INSTRUCTION: Pick out every line in the data below that contains the string "gravel", and copy each of those lines unchanged.

DATA FOR PROCESSING:
— start —
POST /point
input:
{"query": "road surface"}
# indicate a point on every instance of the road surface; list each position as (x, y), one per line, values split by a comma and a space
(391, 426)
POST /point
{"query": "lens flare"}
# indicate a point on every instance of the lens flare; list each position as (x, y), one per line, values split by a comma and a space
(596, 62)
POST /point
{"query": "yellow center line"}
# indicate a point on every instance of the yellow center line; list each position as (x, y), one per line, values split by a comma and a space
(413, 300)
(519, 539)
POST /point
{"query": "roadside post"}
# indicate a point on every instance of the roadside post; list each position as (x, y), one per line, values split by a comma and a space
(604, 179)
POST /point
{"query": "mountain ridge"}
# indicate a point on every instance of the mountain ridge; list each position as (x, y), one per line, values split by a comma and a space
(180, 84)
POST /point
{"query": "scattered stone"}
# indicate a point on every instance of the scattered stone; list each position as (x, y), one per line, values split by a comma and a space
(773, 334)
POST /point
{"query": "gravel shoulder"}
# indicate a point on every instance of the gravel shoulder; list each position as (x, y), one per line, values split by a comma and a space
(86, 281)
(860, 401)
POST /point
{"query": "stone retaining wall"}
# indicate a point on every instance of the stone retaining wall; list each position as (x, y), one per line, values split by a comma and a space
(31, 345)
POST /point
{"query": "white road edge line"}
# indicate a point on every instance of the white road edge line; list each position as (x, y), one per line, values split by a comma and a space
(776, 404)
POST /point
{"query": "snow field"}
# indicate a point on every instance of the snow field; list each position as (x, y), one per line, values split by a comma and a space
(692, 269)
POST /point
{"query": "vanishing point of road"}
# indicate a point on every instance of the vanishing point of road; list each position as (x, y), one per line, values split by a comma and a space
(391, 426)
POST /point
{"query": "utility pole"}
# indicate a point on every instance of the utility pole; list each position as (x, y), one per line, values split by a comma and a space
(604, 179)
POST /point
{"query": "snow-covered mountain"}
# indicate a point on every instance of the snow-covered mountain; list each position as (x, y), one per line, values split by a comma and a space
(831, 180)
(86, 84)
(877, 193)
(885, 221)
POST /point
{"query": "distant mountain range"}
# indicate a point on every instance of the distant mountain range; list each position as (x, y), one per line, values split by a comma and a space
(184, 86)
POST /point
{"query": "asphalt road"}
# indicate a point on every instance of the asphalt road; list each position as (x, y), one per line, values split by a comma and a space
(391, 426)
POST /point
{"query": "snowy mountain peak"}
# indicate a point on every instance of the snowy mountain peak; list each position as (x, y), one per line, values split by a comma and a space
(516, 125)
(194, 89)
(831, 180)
— end —
TASK RESULT:
{"query": "gravel shoulder"}
# indicate a point on every instance of the gravel shoulder; list each position as (x, y), one per line, values split by a comma and a space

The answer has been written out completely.